_OBJECTIVE_: Express the listing below as a Markdown table with a Row column for the number and a Line column for the text. Give each nonblank line its own row and leave blank lines out.

-=-=-=-=-

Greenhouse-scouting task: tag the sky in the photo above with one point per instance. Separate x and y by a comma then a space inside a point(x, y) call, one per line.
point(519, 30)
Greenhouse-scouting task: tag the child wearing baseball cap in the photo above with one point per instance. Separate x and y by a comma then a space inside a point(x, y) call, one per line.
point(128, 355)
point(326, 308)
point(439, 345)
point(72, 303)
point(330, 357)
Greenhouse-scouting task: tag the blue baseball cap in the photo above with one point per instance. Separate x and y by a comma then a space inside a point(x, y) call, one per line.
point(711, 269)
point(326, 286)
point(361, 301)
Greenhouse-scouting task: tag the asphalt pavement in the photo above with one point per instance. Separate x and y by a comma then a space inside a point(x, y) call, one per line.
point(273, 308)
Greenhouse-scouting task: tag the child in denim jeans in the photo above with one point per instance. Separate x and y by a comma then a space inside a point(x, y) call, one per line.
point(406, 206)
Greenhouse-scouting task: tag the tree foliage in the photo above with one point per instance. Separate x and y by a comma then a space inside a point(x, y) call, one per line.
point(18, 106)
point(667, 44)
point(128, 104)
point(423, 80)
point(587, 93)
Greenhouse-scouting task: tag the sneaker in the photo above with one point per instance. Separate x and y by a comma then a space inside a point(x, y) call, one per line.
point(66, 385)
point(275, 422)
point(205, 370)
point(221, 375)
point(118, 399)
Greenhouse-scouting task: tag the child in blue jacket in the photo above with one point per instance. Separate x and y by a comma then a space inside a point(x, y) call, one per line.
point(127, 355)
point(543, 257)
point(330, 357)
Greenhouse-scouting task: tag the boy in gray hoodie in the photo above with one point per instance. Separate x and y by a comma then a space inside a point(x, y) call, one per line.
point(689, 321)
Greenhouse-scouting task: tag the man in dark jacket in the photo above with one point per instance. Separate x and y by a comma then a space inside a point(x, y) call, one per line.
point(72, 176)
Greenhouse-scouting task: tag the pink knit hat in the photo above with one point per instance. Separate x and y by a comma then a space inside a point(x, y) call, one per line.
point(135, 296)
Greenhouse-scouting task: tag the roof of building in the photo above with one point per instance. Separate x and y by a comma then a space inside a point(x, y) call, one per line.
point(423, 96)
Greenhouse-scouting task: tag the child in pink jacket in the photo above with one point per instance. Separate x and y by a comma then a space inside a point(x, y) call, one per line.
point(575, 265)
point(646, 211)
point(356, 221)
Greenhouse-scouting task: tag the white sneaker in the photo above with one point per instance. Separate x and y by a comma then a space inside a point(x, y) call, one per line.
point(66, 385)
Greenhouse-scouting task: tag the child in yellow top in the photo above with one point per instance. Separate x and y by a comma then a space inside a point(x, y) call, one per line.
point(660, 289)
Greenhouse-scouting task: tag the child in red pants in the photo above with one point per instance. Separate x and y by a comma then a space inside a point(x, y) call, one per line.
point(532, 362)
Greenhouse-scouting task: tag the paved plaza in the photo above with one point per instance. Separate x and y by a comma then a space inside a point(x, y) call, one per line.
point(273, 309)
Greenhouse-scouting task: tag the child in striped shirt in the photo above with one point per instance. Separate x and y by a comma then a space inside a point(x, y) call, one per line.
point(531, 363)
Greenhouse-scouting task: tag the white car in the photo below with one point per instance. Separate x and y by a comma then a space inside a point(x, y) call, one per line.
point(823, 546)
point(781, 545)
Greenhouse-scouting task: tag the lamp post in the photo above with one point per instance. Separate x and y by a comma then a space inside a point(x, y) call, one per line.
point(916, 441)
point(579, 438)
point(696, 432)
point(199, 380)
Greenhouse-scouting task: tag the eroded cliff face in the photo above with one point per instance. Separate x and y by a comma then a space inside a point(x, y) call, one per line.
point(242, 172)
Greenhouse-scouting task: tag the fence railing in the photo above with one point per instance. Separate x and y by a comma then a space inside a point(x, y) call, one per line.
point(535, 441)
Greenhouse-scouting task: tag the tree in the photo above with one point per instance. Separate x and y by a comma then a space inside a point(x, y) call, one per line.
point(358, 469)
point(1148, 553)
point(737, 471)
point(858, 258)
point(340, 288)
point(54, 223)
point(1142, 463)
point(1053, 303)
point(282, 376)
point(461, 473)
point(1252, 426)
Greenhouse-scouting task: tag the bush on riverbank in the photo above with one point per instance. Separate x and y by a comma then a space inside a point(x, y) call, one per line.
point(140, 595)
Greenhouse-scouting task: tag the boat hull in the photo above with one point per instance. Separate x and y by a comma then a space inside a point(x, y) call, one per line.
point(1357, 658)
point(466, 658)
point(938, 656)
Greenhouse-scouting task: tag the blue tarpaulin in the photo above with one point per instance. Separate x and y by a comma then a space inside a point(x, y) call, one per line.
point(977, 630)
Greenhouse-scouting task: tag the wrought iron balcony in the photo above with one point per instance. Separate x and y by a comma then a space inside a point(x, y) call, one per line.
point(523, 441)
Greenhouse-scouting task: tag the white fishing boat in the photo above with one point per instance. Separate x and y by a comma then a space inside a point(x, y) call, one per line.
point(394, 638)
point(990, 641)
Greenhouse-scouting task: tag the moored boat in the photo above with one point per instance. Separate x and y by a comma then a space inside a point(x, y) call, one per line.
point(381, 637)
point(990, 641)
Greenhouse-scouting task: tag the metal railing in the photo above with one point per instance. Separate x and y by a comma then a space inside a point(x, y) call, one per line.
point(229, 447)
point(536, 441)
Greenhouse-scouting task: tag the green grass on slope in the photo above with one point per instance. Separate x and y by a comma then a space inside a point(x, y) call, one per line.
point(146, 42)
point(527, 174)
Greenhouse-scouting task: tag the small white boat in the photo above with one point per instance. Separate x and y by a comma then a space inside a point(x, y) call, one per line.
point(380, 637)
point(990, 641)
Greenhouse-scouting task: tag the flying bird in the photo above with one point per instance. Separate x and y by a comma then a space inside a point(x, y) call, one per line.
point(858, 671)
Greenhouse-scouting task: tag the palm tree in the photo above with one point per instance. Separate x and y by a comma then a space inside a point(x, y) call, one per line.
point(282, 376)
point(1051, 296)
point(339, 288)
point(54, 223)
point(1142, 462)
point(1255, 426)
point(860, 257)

-=-=-=-=-

_COMPLETE ANSWER_:
| Row | Line |
|---|---|
| 1 | Greenhouse-scouting task: tag the sky in the photo above with one point per instance. Separate x and y by a comma then a space inside a point(x, y) call, one per line. |
| 2 | point(519, 30) |
| 3 | Greenhouse-scouting task: tag the child wearing baseball cap in the photo above with one point per instance. Separate x and y by a comma then a space inside a point(x, y) call, one per line. |
| 4 | point(128, 355) |
| 5 | point(326, 308) |
| 6 | point(439, 345) |
| 7 | point(72, 303) |
| 8 | point(330, 357) |
| 9 | Greenhouse-scouting task: tag the blue baseball cap in the photo above with one point per instance. Separate x and y by a comma then a space inside a point(x, y) call, one per line. |
| 10 | point(711, 269) |
| 11 | point(326, 286) |
| 12 | point(361, 301) |
| 13 | Greenhouse-scouting task: tag the asphalt pavement in the photo above with one point per instance. Separate x and y by a comma then a space inside a point(x, y) call, one per line. |
| 14 | point(273, 308) |
| 15 | Greenhouse-scouting task: tag the child in denim jeans in the photo above with one point per instance. Separate x and y by a comma then a space inside a point(x, y) call, one per line. |
| 16 | point(406, 206) |
| 17 | Greenhouse-scouting task: tag the tree foliage in the photo above with one point per instance. Separate x and y by a comma then a space inside a point(x, y) call, one per line. |
| 18 | point(18, 106) |
| 19 | point(667, 44) |
| 20 | point(128, 104) |
| 21 | point(423, 80) |
| 22 | point(587, 93) |
| 23 | Greenhouse-scouting task: tag the sneaker in the photo above with one point per instance. Separate x and y by a comma then a space inside a point(x, y) call, one per line. |
| 24 | point(66, 385) |
| 25 | point(275, 422) |
| 26 | point(205, 370) |
| 27 | point(221, 375) |
| 28 | point(118, 399) |
| 29 | Greenhouse-scouting task: tag the child in blue jacket in the photo above with one point per instance. Separate x and y by a comma then a space inside a point(x, y) call, one per line. |
| 30 | point(127, 355) |
| 31 | point(543, 257) |
| 32 | point(330, 357) |
| 33 | Greenhouse-scouting task: tag the boy in gray hoodie in the photo above with one point per instance. Separate x and y by a comma then a space inside a point(x, y) call, one per line. |
| 34 | point(689, 321) |
| 35 | Greenhouse-scouting task: tag the man in dark jacket in the photo above with one point per instance. Separate x and y by a comma then a space inside a point(x, y) call, one per line. |
| 36 | point(72, 176) |
| 37 | Greenhouse-scouting task: tag the pink knit hat in the photo above with one point per instance. Separate x and y by a comma then a space inside a point(x, y) call, one per line. |
| 38 | point(135, 296) |
| 39 | Greenhouse-scouting task: tag the roof of building in the photo above with one point per instance. Separate x and y by a comma then a space inside a point(x, y) call, one per line. |
| 40 | point(423, 96) |
| 41 | Greenhouse-scouting task: tag the child in pink jacket in the photo above with one point per instance. Separate x and y by a comma then a space inside a point(x, y) call, one per line. |
| 42 | point(575, 265) |
| 43 | point(646, 211) |
| 44 | point(356, 221) |
| 45 | Greenhouse-scouting task: tag the white sneaker in the photo above with one point per instance. Separate x and y by a comma then a space inside a point(x, y) call, one per line. |
| 46 | point(66, 385) |
| 47 | Greenhouse-scouting task: tag the child in yellow top in the photo above with one point per instance. Separate x and y by a comma then a space inside a point(x, y) call, one per line. |
| 48 | point(660, 289) |
| 49 | Greenhouse-scouting task: tag the child in red pants in the photo above with one point per instance. Separate x and y by a comma then a space inside a point(x, y) call, one per line. |
| 50 | point(532, 362) |
| 51 | Greenhouse-scouting task: tag the paved plaza in the photo above with one point per instance. Separate x and y by a comma then a space inside a point(x, y) call, one per line. |
| 52 | point(273, 309) |
| 53 | Greenhouse-scouting task: tag the child in striped shirt in the photo above with one point per instance. Separate x and y by a comma then a space inside a point(x, y) call, one per line. |
| 54 | point(531, 363) |
| 55 | Greenhouse-scouting task: tag the white car in the photo below with one point per instance. Separate x and y by a comma then a space inside a point(x, y) call, one per line. |
| 56 | point(823, 546) |
| 57 | point(781, 545) |
| 58 | Greenhouse-scouting task: tag the lamp post in the photo above with one point per instance. Separate x and y by a comma then a space inside a point(x, y) call, one per line. |
| 59 | point(916, 441) |
| 60 | point(579, 438) |
| 61 | point(696, 432) |
| 62 | point(199, 380) |
| 63 | Greenhouse-scouting task: tag the eroded cliff face in the photo above with one point per instance. Separate x and y by a comma then a space inside a point(x, y) call, one per line. |
| 64 | point(242, 172) |
| 65 | Greenhouse-scouting task: tag the fence railing in the photo above with one point per instance. Separate x and y by a comma then a space inside a point(x, y) call, one per line. |
| 66 | point(535, 441) |
| 67 | Greenhouse-scouting task: tag the tree in the photo above with one point per instance. Separate x and y by a comma then a space inside a point(x, y) call, one per line. |
| 68 | point(358, 469) |
| 69 | point(1148, 553) |
| 70 | point(737, 471) |
| 71 | point(858, 258) |
| 72 | point(340, 288) |
| 73 | point(54, 223) |
| 74 | point(1142, 463) |
| 75 | point(1053, 303) |
| 76 | point(282, 376) |
| 77 | point(461, 473) |
| 78 | point(1252, 426) |
| 79 | Greenhouse-scouting task: tag the bush on riverbank in the photo above with one point per instance. Separate x and y by a comma then a space inside a point(x, y) call, one per line. |
| 80 | point(140, 595) |
| 81 | Greenhouse-scouting task: tag the boat hull in the photo above with one point per instance. Separate x and y by a comma then a space inside a point(x, y) call, one per line. |
| 82 | point(1357, 658) |
| 83 | point(466, 658) |
| 84 | point(938, 656) |
| 85 | Greenhouse-scouting task: tag the blue tarpaulin in the photo above with one point per instance. Separate x and y by a comma then a space inside a point(x, y) call, one per line. |
| 86 | point(977, 630) |
| 87 | Greenhouse-scouting task: tag the wrought iron balcony in the photo above with one point per instance. Separate x and y by a comma then a space inside a point(x, y) call, one per line. |
| 88 | point(523, 441) |
| 89 | Greenhouse-scouting task: tag the white fishing boat in the photo above with one point per instance. Separate x and y by a comma then a space inside a point(x, y) call, one per line. |
| 90 | point(394, 638) |
| 91 | point(990, 641) |
| 92 | Greenhouse-scouting task: tag the moored boat in the photo above with one point per instance. Separate x and y by a comma then a space inside a point(x, y) call, one per line. |
| 93 | point(381, 637) |
| 94 | point(990, 641) |
| 95 | Greenhouse-scouting task: tag the metal railing in the photo above with one point per instance. Separate x and y by a comma then a space inside a point(x, y) call, one per line. |
| 96 | point(229, 447) |
| 97 | point(536, 441) |
| 98 | Greenhouse-scouting task: tag the green grass on slope in the photo above with one point per instance. Separate x and y by a comma then a space inside a point(x, y) call, one per line. |
| 99 | point(146, 42) |
| 100 | point(527, 174) |
| 101 | Greenhouse-scouting task: tag the small white boat in the photo above with one point per instance. Separate x and y by a comma then a space inside a point(x, y) call, one per line. |
| 102 | point(380, 637) |
| 103 | point(990, 641) |
| 104 | Greenhouse-scouting task: tag the flying bird in the photo above with one point per instance. Separate x and y by a comma then a space inside a point(x, y) call, one per line. |
| 105 | point(858, 671) |
| 106 | Greenhouse-scouting task: tag the palm tree in the photo above with one point per instance. Separate x and y by a comma then a space inside a point(x, y) call, one per line. |
| 107 | point(282, 376) |
| 108 | point(1051, 296) |
| 109 | point(339, 288) |
| 110 | point(54, 223) |
| 111 | point(1142, 462) |
| 112 | point(1255, 426) |
| 113 | point(860, 257) |